--- Start of Extract provided ---

1. Fifth Third Field, The Roost Seats (Toledo Mud Hens)
Four years after the Detroit Tigers opened Comerica Park, the Mud Hens cut the ribbon on their own new yard, which includes this nostalgic nod to old Tiger Stadium and its similar overhang section.
According to Mud Hens' spokesman Jason Griffin, local fans played an important role in the
development of Fifth Third Field's blueprints and in envisioning its signature Roost.
"We had several fan forums during the design process," Griffin explained, "and they had a big say in how it turned out."
Since Fifth Third Field opened in 2002, about 40 home runs have touched down in the Roost, none more memorable than the pair of dingers hit by former Tigers prospect Eric Munson in the same inning of a game in the park's first season.
Some long strikes have found their way into the Roost, as well, since half of the section lies in fair territory and half in foul ground.
2. Bright House Field, The Tiki Seats (Clearwater Threshers)
Following the lead set by many of the Cactus League parks built in the 1990s, Bright House Field – which doubles as the Grapefruit League home of the Philadelphia Phillies – includes a sloped seating berm atop its outfield fence, where fans plop down on blankets and watch the game in repose.
But the most relaxing spot of all at this Sunshine State baseball haven is in the four rows of quickly ascending seats atop the left-field fence. Here, in the shadow of the ballpark's trademark thatched-roof Tiki Bar, fans sit on barstools.
Bob Carson, publisher of the popular Minor Trips directory and newsletter, believes this is the kind of oasis Florida teams need to attract fans to their often sweltering ballparks.
"If any franchise can shake the attendance lethargy that plagues the Florida State League it is the Threshers at Bright House Field," Carson said.
"Sure it's hot in Florida, but sitting in the Tiki Seats down the left-field line for a beverage or two is a cool deal. Strolling to the Tiki Seats is a trip to Margaritaville."
3. Blair County Ballpark, The Rail Kings Seats (Altoona Curve)
No, the Double-A Eastern League affiliate of the Pittsburgh Pirates isn't named after the curve ball, or even after the curves on the 70-foot-tall roller coaster that looms beyond Blair County Ballpark's right-field fence.
Instead, the Pennsylvania team is named after a famous stretch of local railroad tracks called the Horseshoe Curve.
The unusual tracks, which date to the 1850s, make a U-shaped bend as they wend through the Allegheny Mountains west of downtown Altoona. Thus, the team's moniker, and its mascot, Steamer.
And even the ballpark's trademark seats offer a nod to the region's railroading history.
Each night a handful of fortunate fans on the left-field party deck get to be Rail Kings, sitting in a row of special seats along the railing atop the left-field wall.
4. Five County Stadium, Second Level Boxes (Carolina Mudcats)
Five County Stadium is one of the most uniquely configured ballparks in the minor leagues. It offers just four rows of seats in its lower seating bowl, while the majority of its seats are located in a steeply graded upper deck that hangs dramatically over the first level, placing fans practically right on top of the field in Zebulon, N.C.

--- End of Extract provided ---
--- Start of Stored data ---

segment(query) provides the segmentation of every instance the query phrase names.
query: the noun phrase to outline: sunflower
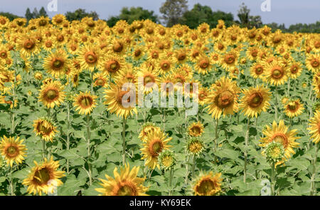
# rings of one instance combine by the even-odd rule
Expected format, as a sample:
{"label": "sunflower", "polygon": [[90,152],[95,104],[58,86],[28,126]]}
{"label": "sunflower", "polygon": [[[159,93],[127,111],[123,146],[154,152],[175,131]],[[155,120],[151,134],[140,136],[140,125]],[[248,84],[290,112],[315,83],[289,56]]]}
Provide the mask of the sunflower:
{"label": "sunflower", "polygon": [[196,68],[198,73],[205,75],[211,70],[212,63],[206,56],[200,56],[198,59],[198,62],[196,64]]}
{"label": "sunflower", "polygon": [[1,137],[0,144],[1,154],[6,160],[8,165],[12,167],[14,162],[21,164],[26,157],[25,151],[27,149],[25,145],[22,145],[23,140],[19,140],[19,137],[16,138],[9,137],[9,138],[4,135]]}
{"label": "sunflower", "polygon": [[309,120],[309,125],[310,126],[307,129],[309,130],[309,133],[311,135],[311,138],[312,141],[317,144],[320,142],[320,111],[316,110],[314,117]]}
{"label": "sunflower", "polygon": [[102,71],[114,75],[126,67],[124,59],[117,55],[107,56],[102,61]]}
{"label": "sunflower", "polygon": [[53,161],[53,157],[48,161],[46,158],[44,162],[36,164],[33,167],[28,177],[23,179],[23,184],[27,185],[27,191],[29,194],[42,195],[48,193],[53,193],[54,187],[63,184],[59,178],[65,177],[65,172],[58,171],[59,161]]}
{"label": "sunflower", "polygon": [[148,137],[148,134],[150,132],[154,131],[154,130],[159,130],[160,127],[156,126],[152,122],[146,122],[142,125],[142,128],[140,131],[140,133],[139,134],[139,138],[144,142],[146,142],[146,139]]}
{"label": "sunflower", "polygon": [[160,169],[158,163],[158,156],[159,154],[169,147],[167,143],[172,140],[168,137],[161,130],[153,130],[148,132],[146,142],[143,143],[143,148],[140,149],[143,154],[142,159],[146,159],[145,165],[154,169],[156,166]]}
{"label": "sunflower", "polygon": [[245,115],[257,117],[261,112],[267,111],[270,105],[269,100],[271,94],[269,89],[262,85],[242,91],[245,95],[241,98],[239,107],[242,109]]}
{"label": "sunflower", "polygon": [[63,86],[58,81],[50,81],[41,86],[39,100],[48,108],[59,106],[65,98]]}
{"label": "sunflower", "polygon": [[[265,137],[260,139],[262,143],[259,146],[266,147],[272,142],[279,142],[284,147],[285,159],[289,159],[292,154],[295,154],[293,148],[299,147],[299,144],[295,142],[296,140],[300,138],[295,136],[297,134],[297,130],[288,131],[288,127],[285,126],[283,120],[279,122],[279,125],[275,121],[273,121],[272,128],[266,125],[266,129],[262,130],[262,133]],[[278,162],[277,164],[281,163]]]}
{"label": "sunflower", "polygon": [[41,138],[45,141],[52,142],[57,132],[57,127],[51,120],[41,118],[33,120],[33,132],[36,132],[36,135],[41,136]]}
{"label": "sunflower", "polygon": [[189,125],[188,132],[191,137],[200,137],[203,134],[203,125],[198,121]]}
{"label": "sunflower", "polygon": [[315,54],[309,54],[306,58],[306,68],[312,72],[320,70],[320,56]]}
{"label": "sunflower", "polygon": [[205,103],[208,104],[206,108],[208,113],[212,114],[213,117],[218,119],[223,113],[225,117],[228,114],[232,115],[234,111],[238,111],[237,100],[240,89],[235,81],[222,77],[211,88]]}
{"label": "sunflower", "polygon": [[96,107],[95,100],[97,98],[97,96],[91,95],[90,92],[82,93],[80,91],[74,98],[73,105],[75,110],[78,111],[80,115],[90,114],[93,108]]}
{"label": "sunflower", "polygon": [[300,103],[299,99],[289,101],[284,105],[284,113],[291,118],[301,115],[304,110],[304,105]]}
{"label": "sunflower", "polygon": [[130,167],[126,164],[120,169],[114,168],[113,174],[114,178],[105,174],[107,179],[99,179],[102,183],[102,188],[96,188],[95,190],[101,193],[102,196],[146,196],[145,192],[148,187],[143,183],[146,178],[139,178],[137,174],[139,167],[134,167],[130,170]]}
{"label": "sunflower", "polygon": [[[136,90],[132,90],[132,87],[122,87],[124,82],[116,80],[116,83],[110,83],[110,88],[105,90],[105,101],[104,103],[107,105],[107,110],[111,112],[115,112],[117,115],[127,118],[130,115],[133,115],[133,112],[137,114],[135,107],[136,98],[132,98]],[[135,88],[135,87],[134,87]],[[127,100],[124,106],[122,105],[122,98],[129,95],[130,97]]]}
{"label": "sunflower", "polygon": [[107,75],[105,72],[97,73],[93,75],[93,80],[95,86],[104,87],[107,85]]}
{"label": "sunflower", "polygon": [[45,58],[43,68],[53,77],[63,75],[68,70],[69,60],[67,53],[63,50],[57,51]]}
{"label": "sunflower", "polygon": [[288,75],[291,78],[297,79],[302,72],[301,64],[298,62],[293,61],[290,63]]}
{"label": "sunflower", "polygon": [[263,80],[276,86],[284,84],[288,79],[287,68],[279,61],[274,61],[264,66],[265,78]]}
{"label": "sunflower", "polygon": [[100,51],[97,46],[85,44],[80,49],[78,59],[81,67],[93,71],[95,68],[100,68],[101,64]]}
{"label": "sunflower", "polygon": [[31,36],[21,36],[17,40],[17,51],[24,57],[37,54],[40,50],[39,41]]}
{"label": "sunflower", "polygon": [[215,196],[221,191],[221,173],[213,175],[213,172],[199,175],[193,184],[193,191],[196,196]]}
{"label": "sunflower", "polygon": [[220,58],[220,63],[221,66],[225,70],[235,68],[238,65],[238,52],[235,50],[225,53]]}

--- End of Stored data ---

## Request
Can you continue the article on standout seating sections at minor league ballparks, starting right after its final sentence?

## Answer to the exercise
According to Mudcats general manager Joe Kremer, this one-of-a-kind seating location was created almost by accident, as expanding costs required that the Mudcats revise their original stadium construction plans in midstream.
"We had already paid an architect to design the upper deck," Kremer explained, "so we brought the footprint (of the field and lower level) in tighter, which caused the seats to be steeper and closer to the field.
"Then, when we were done, we realized it had come out really well, so we sort of patted each other on the back."
5. Jerry Uht Park, The First Base Reserved Seats (Erie SeaWolves)
Because the architects who designed Jerry Uht Park needed to make the Pennsylvania ballpark fit within a preexisting city block, they had to be creative … very creative. As a result, the grandstands on the third-base and first-base sides bear little resemblance to one another.
On the third-base side, where there was ample room to build, the grandstand takes a familiar approach, beginning behind the box seats and continuing up to the press box and luxury boxes.
But on the first-base side, where 10th Street runs parallel to the base line just behind the boxes, there was no room to build a normal grandstand, so they stacked the second deck on top of the concourse and back rows of lower seats.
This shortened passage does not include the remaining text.